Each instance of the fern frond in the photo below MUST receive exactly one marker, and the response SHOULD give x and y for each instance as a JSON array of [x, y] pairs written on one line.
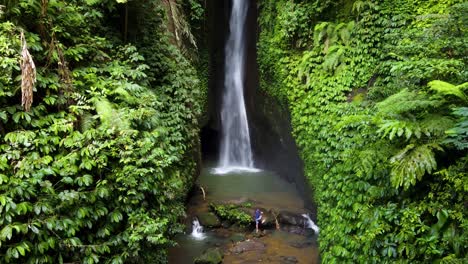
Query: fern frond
[[110, 117], [458, 134], [431, 126], [411, 163], [444, 89]]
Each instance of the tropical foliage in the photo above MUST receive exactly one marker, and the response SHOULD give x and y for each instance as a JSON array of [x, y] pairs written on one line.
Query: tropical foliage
[[378, 96], [97, 160]]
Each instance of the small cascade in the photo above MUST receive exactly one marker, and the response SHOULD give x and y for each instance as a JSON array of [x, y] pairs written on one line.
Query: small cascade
[[197, 230], [310, 224], [236, 151]]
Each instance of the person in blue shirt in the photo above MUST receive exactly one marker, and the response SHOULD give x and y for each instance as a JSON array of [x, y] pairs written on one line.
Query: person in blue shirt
[[258, 218]]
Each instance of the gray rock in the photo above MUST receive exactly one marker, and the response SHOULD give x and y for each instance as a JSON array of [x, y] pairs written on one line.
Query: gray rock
[[288, 260], [210, 256], [238, 237], [208, 220], [290, 218], [248, 245]]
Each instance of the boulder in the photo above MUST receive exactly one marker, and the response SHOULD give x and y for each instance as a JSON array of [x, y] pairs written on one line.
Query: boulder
[[208, 220], [288, 260], [210, 256], [248, 245], [237, 237], [289, 218]]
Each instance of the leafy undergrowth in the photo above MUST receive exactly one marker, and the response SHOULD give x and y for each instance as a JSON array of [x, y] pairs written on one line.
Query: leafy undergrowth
[[98, 169], [378, 97]]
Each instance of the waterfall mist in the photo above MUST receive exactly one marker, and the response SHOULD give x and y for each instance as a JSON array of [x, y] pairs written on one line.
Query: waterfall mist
[[236, 150]]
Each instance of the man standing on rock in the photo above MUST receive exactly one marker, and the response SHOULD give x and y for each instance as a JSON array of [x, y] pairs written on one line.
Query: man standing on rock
[[258, 217]]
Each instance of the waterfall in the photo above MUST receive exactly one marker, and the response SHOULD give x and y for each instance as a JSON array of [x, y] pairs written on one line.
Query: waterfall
[[311, 224], [236, 152], [197, 230]]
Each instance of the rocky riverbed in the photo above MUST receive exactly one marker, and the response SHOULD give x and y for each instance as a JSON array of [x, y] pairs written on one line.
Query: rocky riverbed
[[284, 237]]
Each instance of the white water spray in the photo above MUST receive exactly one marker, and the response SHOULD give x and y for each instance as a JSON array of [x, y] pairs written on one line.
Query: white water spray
[[311, 224], [197, 230], [236, 151]]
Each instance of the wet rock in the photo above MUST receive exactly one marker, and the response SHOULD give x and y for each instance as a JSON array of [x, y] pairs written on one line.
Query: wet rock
[[238, 237], [225, 224], [239, 228], [268, 219], [248, 245], [290, 218], [288, 260], [260, 233], [295, 230], [301, 244], [208, 220], [210, 256]]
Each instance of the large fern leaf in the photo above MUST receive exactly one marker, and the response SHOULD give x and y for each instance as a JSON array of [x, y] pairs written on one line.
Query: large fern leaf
[[411, 163], [444, 89], [458, 134]]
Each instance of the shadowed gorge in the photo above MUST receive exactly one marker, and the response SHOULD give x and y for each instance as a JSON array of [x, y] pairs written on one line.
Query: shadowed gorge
[[233, 131]]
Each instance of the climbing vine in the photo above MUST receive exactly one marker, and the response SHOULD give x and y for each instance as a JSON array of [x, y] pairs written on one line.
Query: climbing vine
[[98, 168], [377, 94]]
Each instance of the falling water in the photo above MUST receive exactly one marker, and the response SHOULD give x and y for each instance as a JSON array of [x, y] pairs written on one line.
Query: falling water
[[236, 152], [310, 223], [197, 230]]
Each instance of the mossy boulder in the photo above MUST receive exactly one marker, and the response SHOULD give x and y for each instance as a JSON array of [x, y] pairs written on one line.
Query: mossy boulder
[[237, 237], [208, 219], [233, 213], [210, 256]]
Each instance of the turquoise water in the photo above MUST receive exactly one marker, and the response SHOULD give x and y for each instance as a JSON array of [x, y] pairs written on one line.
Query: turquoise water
[[263, 188]]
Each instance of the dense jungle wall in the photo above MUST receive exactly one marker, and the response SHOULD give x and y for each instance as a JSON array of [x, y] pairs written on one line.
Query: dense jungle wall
[[378, 98]]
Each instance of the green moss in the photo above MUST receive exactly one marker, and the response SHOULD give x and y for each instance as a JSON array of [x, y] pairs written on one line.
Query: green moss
[[233, 213]]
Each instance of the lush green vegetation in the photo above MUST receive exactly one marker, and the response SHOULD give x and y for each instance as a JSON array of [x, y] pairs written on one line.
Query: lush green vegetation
[[379, 102], [99, 140]]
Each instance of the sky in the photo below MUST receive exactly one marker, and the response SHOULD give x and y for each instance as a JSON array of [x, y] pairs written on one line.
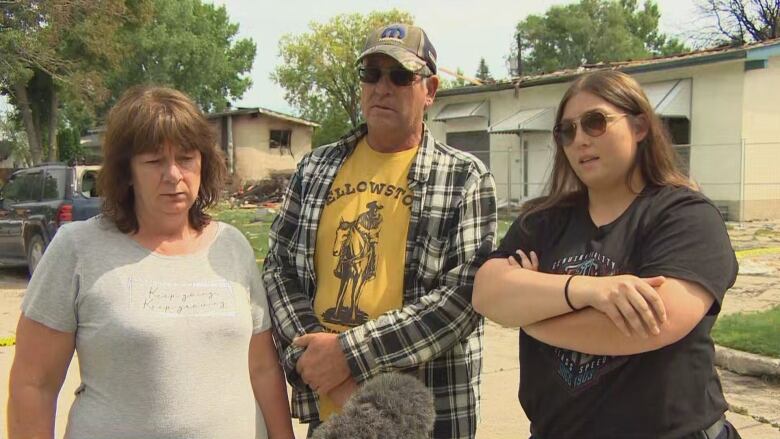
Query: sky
[[461, 31]]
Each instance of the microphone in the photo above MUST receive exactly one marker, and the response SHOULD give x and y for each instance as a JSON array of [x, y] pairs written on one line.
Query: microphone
[[388, 406]]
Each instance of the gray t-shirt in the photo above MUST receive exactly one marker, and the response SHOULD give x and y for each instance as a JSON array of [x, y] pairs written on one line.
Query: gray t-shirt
[[162, 341]]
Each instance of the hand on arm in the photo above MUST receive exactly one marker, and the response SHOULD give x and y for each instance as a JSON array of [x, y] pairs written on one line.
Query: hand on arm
[[592, 332], [512, 292], [323, 365]]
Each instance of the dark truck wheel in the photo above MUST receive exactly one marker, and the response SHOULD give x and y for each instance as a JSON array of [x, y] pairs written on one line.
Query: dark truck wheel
[[35, 248]]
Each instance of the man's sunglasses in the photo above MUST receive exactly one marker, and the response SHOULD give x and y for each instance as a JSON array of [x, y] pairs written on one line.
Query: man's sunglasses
[[594, 123], [399, 77]]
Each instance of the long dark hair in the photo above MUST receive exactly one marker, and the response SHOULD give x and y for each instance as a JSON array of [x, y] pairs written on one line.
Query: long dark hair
[[145, 119], [655, 158]]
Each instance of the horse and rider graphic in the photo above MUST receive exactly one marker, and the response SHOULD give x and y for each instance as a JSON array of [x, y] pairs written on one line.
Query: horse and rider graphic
[[355, 248]]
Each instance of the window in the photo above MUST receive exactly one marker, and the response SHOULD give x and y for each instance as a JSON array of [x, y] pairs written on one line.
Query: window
[[23, 187], [89, 184], [680, 132], [280, 139], [475, 142], [54, 184]]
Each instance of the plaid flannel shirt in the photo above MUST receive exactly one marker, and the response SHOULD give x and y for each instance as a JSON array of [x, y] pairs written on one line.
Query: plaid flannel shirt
[[436, 335]]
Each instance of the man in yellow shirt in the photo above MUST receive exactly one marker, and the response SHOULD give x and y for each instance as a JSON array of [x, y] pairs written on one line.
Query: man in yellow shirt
[[373, 254]]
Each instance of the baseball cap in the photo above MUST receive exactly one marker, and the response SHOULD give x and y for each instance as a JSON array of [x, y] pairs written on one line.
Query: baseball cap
[[407, 44]]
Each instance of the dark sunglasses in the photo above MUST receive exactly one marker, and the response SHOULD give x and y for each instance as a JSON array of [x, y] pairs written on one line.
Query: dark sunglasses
[[594, 123], [399, 77]]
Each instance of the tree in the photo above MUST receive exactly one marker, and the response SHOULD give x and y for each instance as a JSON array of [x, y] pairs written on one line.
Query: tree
[[743, 21], [483, 72], [13, 143], [71, 59], [458, 80], [55, 50], [592, 31], [319, 74], [189, 45]]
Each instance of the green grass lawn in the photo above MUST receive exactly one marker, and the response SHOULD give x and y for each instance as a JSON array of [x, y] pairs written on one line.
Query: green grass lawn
[[758, 332]]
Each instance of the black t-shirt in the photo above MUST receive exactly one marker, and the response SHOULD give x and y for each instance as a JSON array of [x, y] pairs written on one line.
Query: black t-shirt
[[667, 393]]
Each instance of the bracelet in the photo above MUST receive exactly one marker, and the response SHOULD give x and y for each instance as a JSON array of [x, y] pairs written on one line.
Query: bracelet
[[566, 293]]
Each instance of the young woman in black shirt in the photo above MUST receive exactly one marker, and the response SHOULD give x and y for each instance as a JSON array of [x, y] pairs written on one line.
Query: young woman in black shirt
[[615, 279]]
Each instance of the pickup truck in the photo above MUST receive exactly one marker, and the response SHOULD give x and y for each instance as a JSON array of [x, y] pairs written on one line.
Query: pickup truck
[[36, 201]]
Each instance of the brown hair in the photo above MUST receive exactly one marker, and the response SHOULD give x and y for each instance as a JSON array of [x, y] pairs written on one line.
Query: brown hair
[[145, 119], [655, 158]]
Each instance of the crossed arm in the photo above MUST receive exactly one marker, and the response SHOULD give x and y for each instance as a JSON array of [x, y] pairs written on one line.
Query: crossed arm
[[620, 315]]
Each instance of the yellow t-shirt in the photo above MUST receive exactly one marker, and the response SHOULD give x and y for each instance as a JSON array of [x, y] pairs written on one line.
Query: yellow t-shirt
[[361, 242]]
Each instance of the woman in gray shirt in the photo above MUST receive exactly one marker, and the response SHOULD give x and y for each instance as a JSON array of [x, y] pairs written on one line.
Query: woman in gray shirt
[[164, 307]]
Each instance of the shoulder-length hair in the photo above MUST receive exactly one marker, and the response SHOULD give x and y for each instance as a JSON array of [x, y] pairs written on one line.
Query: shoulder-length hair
[[146, 119], [655, 158]]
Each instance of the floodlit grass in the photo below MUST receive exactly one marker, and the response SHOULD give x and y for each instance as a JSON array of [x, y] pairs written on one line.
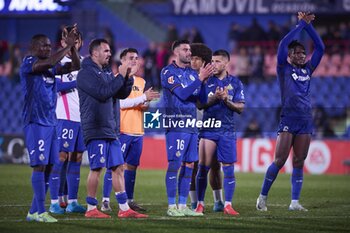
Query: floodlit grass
[[326, 197]]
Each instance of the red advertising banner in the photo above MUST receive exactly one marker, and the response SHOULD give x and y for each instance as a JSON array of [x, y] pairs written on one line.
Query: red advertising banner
[[255, 155]]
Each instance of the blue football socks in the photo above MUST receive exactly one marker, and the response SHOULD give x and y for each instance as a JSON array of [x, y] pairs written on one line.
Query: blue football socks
[[73, 179], [297, 182], [229, 182], [202, 181], [55, 180], [129, 177], [270, 177], [38, 184], [185, 177], [107, 183], [171, 181]]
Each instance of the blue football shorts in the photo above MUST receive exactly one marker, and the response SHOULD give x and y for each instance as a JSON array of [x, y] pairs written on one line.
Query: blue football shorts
[[131, 148], [42, 144], [71, 136], [182, 146], [296, 125], [104, 153], [226, 147]]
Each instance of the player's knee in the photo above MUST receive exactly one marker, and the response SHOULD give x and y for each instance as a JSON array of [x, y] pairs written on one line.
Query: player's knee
[[118, 169], [229, 171], [189, 165], [39, 168], [174, 166], [298, 162], [203, 171], [130, 167], [280, 162], [76, 157], [63, 156]]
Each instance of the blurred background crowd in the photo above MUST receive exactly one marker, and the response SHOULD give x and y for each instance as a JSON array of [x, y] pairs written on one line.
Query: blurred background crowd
[[250, 32]]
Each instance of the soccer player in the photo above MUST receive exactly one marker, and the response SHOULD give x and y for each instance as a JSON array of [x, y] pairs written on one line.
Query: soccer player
[[37, 73], [222, 97], [131, 129], [296, 126], [201, 55], [181, 86], [71, 142], [98, 92]]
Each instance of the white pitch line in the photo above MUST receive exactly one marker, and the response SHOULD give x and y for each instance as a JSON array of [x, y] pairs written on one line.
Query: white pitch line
[[165, 218]]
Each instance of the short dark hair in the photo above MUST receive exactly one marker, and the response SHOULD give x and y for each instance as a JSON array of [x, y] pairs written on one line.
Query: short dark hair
[[37, 37], [95, 43], [70, 28], [128, 50], [177, 43], [292, 45], [202, 51], [222, 52]]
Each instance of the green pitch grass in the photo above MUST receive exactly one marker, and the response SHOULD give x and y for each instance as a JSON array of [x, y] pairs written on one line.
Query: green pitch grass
□ □ □ □ □ □ □
- **What you need to do**
Please give back the records between the lines holding "Each instance of the window" and "[[758, 332]]", inclusive, with "marker" renamed to "point" and nothing else changed.

- **Correct output**
Each instance of the window in the photo above MUST receive exactly one point, and the response SHOULD give x and y for each instance as a JSON array of [x, y] pairs written on one line.
Query: window
[[23, 187], [89, 184], [680, 132], [280, 139], [475, 142], [54, 184]]
Each instance of the plaid flannel shirt in the photo above MUST receive exactly one point, and the response SHOULD give x and y for each instance as a JSON array of [x, y] pairs written on one line.
Query: plaid flannel shirt
[[436, 335]]
Each instance of the man in yellow shirt in the photo above MUST receive exactly one point, and the response SHOULD give x and y for each instance as a JSON array of [x, y] pairs written on one line.
Query: man in yellow shirt
[[373, 254]]
Each instance of the baseball cap in the photo above MUST receive exactly one point, and the response SHOULD give x and y for each instance as a JSON array of [x, y] pairs written on one line.
Query: baseball cap
[[407, 44]]
Each instance of the dark sunglasses in the photo above MUST receive exactly one point, and the response SHOULD give x and y for each instance as a JSON array of [x, y] pairs written on one line.
Query: dark sunglasses
[[594, 123], [399, 77]]
Each instance of the tree in the photo above MUST receive exactly one point, and the response SHOULD give x and y for each instance as a JSON array of [x, y] pairs written on one line.
Query: tree
[[743, 21], [483, 72], [13, 143], [71, 59], [458, 80], [55, 50], [592, 31], [319, 74], [189, 45]]
Each instance of the green grass lawn in the photo above MUST receive exactly one point, and the response SHOULD give x and y for each instance as a JSON array of [x, y] pairs written on one line.
Query: green grass lawn
[[758, 332]]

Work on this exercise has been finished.